→ **Direction**: Rewrite the listing below with "Drop a marker" replaced by "Place a pin" throughout, keeping everything else the same. Leave the pictures out of your version.

____________

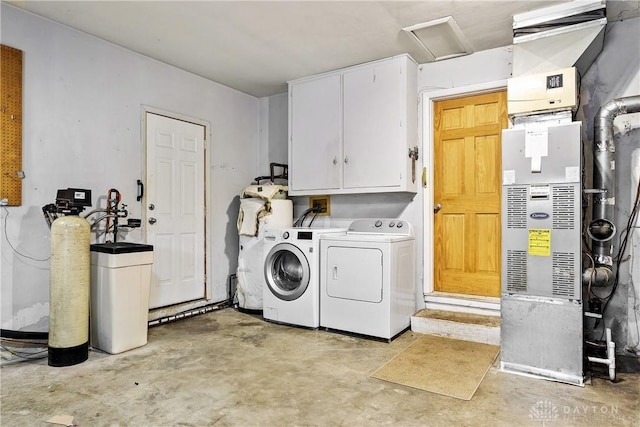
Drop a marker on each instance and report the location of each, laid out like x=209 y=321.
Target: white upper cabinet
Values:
x=350 y=131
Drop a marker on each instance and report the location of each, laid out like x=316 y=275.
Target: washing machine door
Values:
x=286 y=271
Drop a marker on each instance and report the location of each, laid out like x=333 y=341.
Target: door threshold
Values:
x=156 y=314
x=474 y=304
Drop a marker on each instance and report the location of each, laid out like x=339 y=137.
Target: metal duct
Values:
x=562 y=36
x=602 y=228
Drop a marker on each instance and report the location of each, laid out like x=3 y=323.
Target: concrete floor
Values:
x=230 y=368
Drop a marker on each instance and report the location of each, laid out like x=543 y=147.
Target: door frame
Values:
x=178 y=308
x=439 y=300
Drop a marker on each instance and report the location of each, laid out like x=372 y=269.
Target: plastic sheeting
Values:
x=250 y=274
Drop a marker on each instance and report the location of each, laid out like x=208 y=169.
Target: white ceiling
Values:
x=257 y=46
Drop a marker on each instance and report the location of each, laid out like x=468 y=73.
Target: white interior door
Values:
x=175 y=209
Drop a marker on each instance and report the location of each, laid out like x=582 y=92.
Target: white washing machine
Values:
x=291 y=271
x=367 y=277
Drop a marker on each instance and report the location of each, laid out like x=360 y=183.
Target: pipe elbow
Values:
x=598 y=277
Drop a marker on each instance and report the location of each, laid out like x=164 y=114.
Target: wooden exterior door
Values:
x=467 y=168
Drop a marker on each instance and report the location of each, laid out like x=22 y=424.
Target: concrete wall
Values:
x=616 y=74
x=82 y=104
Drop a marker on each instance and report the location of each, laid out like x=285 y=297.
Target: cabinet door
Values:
x=373 y=139
x=314 y=149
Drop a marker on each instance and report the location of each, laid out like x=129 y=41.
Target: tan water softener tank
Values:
x=69 y=291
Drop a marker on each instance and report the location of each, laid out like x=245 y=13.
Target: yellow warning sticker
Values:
x=539 y=241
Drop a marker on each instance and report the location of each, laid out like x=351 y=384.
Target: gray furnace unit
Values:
x=542 y=317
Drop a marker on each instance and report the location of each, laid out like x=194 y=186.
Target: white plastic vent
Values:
x=517 y=207
x=516 y=271
x=563 y=274
x=563 y=208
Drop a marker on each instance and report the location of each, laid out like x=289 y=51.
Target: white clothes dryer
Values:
x=368 y=278
x=291 y=272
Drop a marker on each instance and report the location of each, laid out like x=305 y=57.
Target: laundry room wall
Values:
x=82 y=109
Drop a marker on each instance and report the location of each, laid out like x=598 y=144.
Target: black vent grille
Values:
x=517 y=207
x=516 y=271
x=563 y=208
x=564 y=274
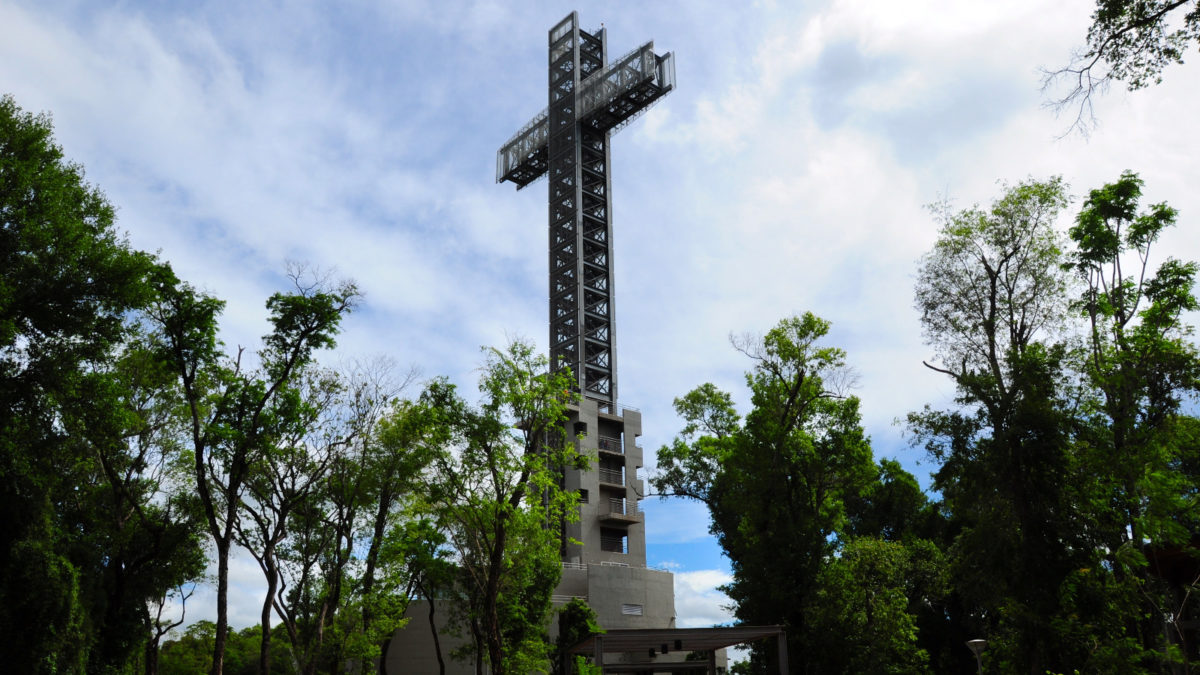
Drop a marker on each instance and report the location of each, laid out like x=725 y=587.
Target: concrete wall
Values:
x=411 y=650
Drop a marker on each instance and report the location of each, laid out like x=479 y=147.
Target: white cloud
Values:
x=697 y=601
x=786 y=173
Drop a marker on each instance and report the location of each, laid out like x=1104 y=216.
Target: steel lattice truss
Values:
x=568 y=142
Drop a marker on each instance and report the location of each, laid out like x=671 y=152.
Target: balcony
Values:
x=612 y=477
x=612 y=544
x=610 y=444
x=621 y=511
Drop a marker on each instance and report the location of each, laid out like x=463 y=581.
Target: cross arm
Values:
x=607 y=100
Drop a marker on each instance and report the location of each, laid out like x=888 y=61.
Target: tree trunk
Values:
x=273 y=581
x=222 y=607
x=437 y=643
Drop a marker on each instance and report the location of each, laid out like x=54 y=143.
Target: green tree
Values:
x=787 y=488
x=1129 y=41
x=237 y=413
x=1139 y=363
x=862 y=620
x=576 y=622
x=498 y=497
x=93 y=525
x=993 y=299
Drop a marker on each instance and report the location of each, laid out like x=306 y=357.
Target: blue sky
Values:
x=787 y=173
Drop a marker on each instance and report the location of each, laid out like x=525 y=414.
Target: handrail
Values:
x=622 y=507
x=612 y=544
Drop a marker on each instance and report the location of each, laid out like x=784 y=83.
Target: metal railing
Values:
x=622 y=507
x=610 y=444
x=612 y=544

____________

→ **Reply to the exercise**:
Place a pin on each instance and report the location of each, laid out like x=209 y=321.
Target: white upper cabinet
Values:
x=350 y=131
Place a pin on each instance and report the location of each, laid out like x=316 y=275.
Target: washing machine door
Values:
x=286 y=271
Place a pin on each instance and report the location of each, laid out like x=333 y=341.
Target: door threshold
Values:
x=156 y=314
x=474 y=304
Place a pin on each instance and report the location of each, laid out like x=339 y=137.
Target: metal duct
Values:
x=562 y=36
x=602 y=228
Place a pin on each instance and report the location of each, laid out like x=3 y=323.
Target: concrete floor
Values:
x=230 y=368
Place a pin on each instance and report the location of each, laid out like x=543 y=147.
Target: door frame
Values:
x=178 y=308
x=439 y=300
Place a pin on each instance and report the location of each, laid out like x=372 y=269.
Target: plastic sheeting
Values:
x=250 y=274
Place a pin on each instance and report the location of each, laid out like x=208 y=169.
Target: white ceiling
Values:
x=257 y=46
Place a pin on each instance and report the location of each, laid out like x=468 y=73.
Target: white interior door
Values:
x=175 y=209
Place a pin on each instance and report the location of each, laid out like x=582 y=92.
Target: white washing machine
Values:
x=291 y=271
x=367 y=277
Place a pin on each instance and report the location of each, laid out like x=360 y=183.
Target: pipe elbow
Values:
x=598 y=277
Place a pin on each instance and report the location of each, laid out like x=164 y=114.
Target: wooden exterior door
Values:
x=467 y=168
Place a pin on each instance and report the location of each, laid out like x=22 y=424.
Target: concrete wall
Values:
x=616 y=74
x=82 y=104
Place a pin on each instance and report the location of each, laid out like x=285 y=297.
Target: cabinet door
Values:
x=373 y=139
x=314 y=149
Place a pin on each instance and report the location of each, laid out like x=129 y=41.
Target: tan water softener tank
Values:
x=69 y=291
Place a pin on each instance and report the location of each, laid out like x=245 y=13.
Target: yellow warning sticker
Values:
x=539 y=241
Place a pin on each instance and report the location of each, laid out like x=351 y=384.
Target: gray furnace unit
Values:
x=542 y=317
Place a pin on each instance and report the location of each, laid out like x=194 y=186.
Target: white plastic vent
Values:
x=517 y=207
x=516 y=271
x=563 y=274
x=563 y=208
Place a pin on each instance and report the location of each, laid out like x=289 y=51.
Target: white clothes dryer
Values:
x=368 y=278
x=291 y=272
Place a pin on each instance and report the location of each, laid out like x=305 y=57.
Target: laundry room wall
Values:
x=82 y=109
Place a pin on each instance and report the location of each, laid out like x=598 y=144.
Target: black vent grille
Values:
x=517 y=207
x=516 y=271
x=563 y=208
x=564 y=274
Place a pin on each instance and report the location of each, laid out like x=725 y=587.
Target: concrete wall
Values:
x=411 y=650
Place a pin on each instance and report the location of each, laid out like x=479 y=147.
Target: white cloud
Values:
x=697 y=601
x=786 y=173
Place a pin on each instance and report the location of each, laid out like x=1104 y=216.
Target: steel lattice truss
Values:
x=568 y=142
Place a pin on each instance and report the location of each, laid out like x=671 y=152.
Target: balcony
Values:
x=612 y=477
x=612 y=544
x=610 y=444
x=621 y=511
Place a pin on each instance and report the location of each, laid out like x=463 y=581.
Target: cross arm
Values:
x=607 y=100
Place a pin on each instance and report the location of each, laid out like x=888 y=61.
Target: tree trunk
Values:
x=273 y=581
x=222 y=607
x=437 y=643
Place a pin on each instance and report the location of each, laid out like x=54 y=143.
Target: green tree
Values:
x=787 y=488
x=1129 y=41
x=237 y=413
x=1139 y=363
x=862 y=620
x=576 y=622
x=498 y=497
x=93 y=525
x=993 y=299
Place a pin on each instance and report the location of each, laid out like x=306 y=357.
Target: blue sky
Values:
x=787 y=173
Place a pin on each instance and report the location of each, laid out like x=525 y=414.
Target: handrail
Values:
x=622 y=507
x=612 y=544
Place a pin on each instance and report the location of each, laid out like x=784 y=83.
Target: metal railing
Values:
x=622 y=507
x=610 y=444
x=612 y=544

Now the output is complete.